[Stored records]
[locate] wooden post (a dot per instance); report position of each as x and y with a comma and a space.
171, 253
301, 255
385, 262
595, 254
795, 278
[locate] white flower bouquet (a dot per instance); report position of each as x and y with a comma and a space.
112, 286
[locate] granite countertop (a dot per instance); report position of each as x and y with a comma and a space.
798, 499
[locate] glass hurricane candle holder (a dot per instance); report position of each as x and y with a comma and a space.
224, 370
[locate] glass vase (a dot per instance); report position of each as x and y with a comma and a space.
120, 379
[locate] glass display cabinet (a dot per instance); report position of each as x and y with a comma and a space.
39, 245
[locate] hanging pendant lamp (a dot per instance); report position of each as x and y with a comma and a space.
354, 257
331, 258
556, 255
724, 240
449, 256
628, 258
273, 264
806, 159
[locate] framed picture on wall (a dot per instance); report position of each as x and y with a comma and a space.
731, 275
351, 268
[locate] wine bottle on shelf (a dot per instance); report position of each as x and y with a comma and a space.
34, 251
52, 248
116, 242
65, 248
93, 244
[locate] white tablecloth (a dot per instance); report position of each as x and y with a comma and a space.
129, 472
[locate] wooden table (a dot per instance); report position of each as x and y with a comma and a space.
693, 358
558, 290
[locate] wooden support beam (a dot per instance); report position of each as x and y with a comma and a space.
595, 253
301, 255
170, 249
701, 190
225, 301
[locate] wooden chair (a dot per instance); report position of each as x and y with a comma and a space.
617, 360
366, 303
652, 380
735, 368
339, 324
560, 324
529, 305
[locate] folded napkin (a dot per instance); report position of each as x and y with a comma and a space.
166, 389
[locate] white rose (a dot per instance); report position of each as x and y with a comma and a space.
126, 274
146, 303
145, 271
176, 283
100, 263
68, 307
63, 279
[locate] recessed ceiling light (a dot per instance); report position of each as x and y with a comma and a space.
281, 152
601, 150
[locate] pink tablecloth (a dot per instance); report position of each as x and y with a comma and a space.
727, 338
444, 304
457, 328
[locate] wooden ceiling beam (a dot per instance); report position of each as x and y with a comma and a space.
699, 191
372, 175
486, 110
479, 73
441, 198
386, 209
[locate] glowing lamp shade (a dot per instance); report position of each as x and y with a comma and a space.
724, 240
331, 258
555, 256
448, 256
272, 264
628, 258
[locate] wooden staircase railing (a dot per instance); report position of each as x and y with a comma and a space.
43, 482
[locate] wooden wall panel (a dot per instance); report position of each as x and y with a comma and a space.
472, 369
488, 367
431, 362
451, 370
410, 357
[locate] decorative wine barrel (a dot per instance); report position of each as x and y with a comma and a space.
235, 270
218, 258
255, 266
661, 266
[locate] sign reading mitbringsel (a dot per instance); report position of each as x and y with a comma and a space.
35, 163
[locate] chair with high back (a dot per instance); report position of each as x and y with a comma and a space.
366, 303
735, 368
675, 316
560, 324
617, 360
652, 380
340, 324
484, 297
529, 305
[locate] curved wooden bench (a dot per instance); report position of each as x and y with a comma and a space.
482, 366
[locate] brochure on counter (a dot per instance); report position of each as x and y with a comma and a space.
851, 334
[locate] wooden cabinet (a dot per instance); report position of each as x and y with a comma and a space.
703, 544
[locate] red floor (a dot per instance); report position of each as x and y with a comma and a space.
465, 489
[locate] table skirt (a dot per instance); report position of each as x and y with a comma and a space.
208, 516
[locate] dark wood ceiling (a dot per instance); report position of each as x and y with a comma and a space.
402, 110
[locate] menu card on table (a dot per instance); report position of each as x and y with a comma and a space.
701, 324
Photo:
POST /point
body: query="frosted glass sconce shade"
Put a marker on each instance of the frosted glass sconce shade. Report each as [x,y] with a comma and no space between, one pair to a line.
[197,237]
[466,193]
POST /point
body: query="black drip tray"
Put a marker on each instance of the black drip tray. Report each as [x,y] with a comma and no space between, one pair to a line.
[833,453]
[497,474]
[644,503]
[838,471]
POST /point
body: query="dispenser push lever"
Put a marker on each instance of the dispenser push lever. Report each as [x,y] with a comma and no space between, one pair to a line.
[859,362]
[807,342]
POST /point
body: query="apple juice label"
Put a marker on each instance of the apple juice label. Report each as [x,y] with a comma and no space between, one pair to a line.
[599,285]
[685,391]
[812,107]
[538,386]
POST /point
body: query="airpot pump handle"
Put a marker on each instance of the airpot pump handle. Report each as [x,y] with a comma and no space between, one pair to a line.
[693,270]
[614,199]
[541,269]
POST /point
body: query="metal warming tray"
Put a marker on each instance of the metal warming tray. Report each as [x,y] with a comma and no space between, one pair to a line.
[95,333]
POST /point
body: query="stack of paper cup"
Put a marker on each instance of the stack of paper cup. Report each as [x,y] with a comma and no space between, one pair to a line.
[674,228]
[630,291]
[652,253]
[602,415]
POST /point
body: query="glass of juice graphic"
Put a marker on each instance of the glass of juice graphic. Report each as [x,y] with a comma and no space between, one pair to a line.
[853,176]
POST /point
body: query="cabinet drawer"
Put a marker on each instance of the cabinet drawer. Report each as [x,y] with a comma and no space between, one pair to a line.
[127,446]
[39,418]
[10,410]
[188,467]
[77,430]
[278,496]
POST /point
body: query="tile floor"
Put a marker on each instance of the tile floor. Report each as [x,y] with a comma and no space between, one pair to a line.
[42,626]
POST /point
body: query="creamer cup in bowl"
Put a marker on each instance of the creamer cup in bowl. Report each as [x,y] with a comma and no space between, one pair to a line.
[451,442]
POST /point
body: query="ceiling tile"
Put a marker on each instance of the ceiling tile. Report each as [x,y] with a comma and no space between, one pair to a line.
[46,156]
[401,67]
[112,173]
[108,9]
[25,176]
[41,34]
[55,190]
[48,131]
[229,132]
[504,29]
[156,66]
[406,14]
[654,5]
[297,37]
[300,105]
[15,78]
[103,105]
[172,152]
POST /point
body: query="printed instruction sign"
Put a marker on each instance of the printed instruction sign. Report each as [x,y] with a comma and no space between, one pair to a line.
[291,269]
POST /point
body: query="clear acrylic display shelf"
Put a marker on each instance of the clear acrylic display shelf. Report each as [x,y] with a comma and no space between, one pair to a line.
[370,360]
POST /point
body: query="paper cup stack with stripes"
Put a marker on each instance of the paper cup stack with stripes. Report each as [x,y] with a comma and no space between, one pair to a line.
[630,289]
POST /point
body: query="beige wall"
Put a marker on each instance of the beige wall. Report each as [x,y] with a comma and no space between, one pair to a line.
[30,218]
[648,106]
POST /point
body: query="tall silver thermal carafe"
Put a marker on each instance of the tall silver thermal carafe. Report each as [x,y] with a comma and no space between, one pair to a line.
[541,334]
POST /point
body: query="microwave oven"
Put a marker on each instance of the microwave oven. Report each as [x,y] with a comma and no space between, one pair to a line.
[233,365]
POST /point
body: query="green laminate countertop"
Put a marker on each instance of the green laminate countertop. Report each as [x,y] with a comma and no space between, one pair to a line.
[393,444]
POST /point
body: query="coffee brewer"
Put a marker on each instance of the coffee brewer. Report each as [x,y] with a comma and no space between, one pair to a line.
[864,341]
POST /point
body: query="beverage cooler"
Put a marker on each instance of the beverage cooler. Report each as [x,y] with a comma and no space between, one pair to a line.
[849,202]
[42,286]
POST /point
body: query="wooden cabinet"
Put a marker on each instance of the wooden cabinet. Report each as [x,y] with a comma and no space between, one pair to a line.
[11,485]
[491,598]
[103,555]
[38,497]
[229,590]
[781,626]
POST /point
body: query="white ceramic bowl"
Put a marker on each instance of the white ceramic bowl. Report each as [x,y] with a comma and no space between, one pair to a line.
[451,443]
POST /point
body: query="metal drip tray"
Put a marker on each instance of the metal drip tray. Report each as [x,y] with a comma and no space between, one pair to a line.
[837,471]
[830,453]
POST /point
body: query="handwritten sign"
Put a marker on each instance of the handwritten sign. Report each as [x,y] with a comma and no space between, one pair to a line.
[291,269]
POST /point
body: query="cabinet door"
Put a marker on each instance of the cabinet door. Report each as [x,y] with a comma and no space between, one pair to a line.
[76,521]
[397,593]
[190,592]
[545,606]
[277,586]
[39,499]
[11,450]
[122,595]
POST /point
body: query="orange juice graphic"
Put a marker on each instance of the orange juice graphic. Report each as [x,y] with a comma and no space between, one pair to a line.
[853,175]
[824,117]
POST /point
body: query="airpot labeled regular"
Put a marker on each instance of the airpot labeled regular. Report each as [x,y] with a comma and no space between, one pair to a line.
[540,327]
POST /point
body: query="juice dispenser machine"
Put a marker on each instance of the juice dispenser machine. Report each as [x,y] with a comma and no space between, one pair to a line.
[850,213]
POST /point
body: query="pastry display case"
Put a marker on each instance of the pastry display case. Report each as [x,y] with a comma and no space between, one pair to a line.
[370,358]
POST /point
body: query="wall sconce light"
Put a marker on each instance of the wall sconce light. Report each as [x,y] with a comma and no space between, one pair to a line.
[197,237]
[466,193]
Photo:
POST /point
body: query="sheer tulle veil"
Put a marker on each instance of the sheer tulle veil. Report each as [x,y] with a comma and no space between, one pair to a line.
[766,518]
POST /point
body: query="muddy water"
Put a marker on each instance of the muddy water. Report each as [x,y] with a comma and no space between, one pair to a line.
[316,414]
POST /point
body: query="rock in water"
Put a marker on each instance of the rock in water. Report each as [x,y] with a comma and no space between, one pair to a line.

What this task involves:
Check each line above for the word "rock" and copy the ones that have it.

Output of the task:
body: query="rock in water"
Put a marker on each instance of the rock in water. Report each as [x,y] with a comma and no space between, one pair to a line.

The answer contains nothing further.